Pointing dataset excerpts
---*---

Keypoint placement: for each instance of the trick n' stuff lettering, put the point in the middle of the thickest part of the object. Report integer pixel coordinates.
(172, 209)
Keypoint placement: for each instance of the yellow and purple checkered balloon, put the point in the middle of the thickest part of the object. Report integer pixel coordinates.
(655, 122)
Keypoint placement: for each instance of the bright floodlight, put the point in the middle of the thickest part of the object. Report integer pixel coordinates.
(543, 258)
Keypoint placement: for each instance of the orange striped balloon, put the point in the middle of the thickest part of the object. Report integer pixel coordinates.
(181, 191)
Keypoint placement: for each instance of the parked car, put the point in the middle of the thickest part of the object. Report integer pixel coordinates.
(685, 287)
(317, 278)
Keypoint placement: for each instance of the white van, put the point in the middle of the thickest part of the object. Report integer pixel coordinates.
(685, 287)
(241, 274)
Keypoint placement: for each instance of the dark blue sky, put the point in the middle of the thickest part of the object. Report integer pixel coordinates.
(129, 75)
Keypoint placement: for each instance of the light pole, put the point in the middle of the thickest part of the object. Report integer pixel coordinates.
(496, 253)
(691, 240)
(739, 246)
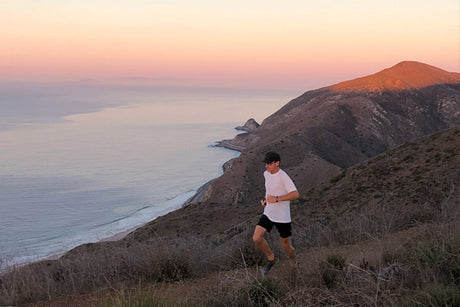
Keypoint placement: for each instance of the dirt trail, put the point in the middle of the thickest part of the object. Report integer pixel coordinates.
(371, 250)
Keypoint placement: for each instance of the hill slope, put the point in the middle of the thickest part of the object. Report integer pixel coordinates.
(332, 128)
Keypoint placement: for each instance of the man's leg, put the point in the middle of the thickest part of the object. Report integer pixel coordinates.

---*---

Set every line down exactly as written, leaving each picture out.

Final answer →
Keypoint placement: for each instance of the trick n' stuff lettering, put the point in the middle of the thickest part of the object. Report integer pixel coordinates.
(172, 209)
Keypoint placement: for each instance of the yellow and purple checkered balloon, put the point in the middle of the thickest part of the object. Report integer pixel coordinates.
(655, 122)
Keypoint placement: for each instance of the bright floodlight, put the point in the middle of the thickest part of the object. Report integer pixel coordinates.
(543, 258)
Keypoint placement: for each instance of the orange striped balloon, put the point in the middle of the thickest part of the object. Report integer pixel coordinates.
(181, 191)
Keypoint placement: for each instance of the parked car, put the point in the middle of the thickest part of the object. Report integer pixel coordinates.
(685, 287)
(317, 278)
Keypoint placement: for each instance of the white van, put the point in the middle of the thickest part of the object. Report integer pixel coordinates.
(685, 287)
(241, 274)
Keypoint placement: for each instance of the dark blue sky, put the point in the middle of the thickest part of the object. Report integer pixel coordinates.
(129, 75)
Keypoint placement: for each instance of the light pole, put the point in the middle of the thickest part of the object. Report integer pixel coordinates.
(496, 253)
(691, 240)
(739, 246)
Keypoint placement: for each instance of the dirt trail, put the point in the middle of the thickest part of the object. Report integer pixel coordinates.
(371, 250)
Keypoint placement: for each instance of the hill slope, put the point in the middle of the thickest part of the object. Report integer pixel coordinates.
(332, 128)
Keypoint placement: for each instance of the man's leg, put the point in the middle of the thickest part of the object. Report integer pixel coordinates.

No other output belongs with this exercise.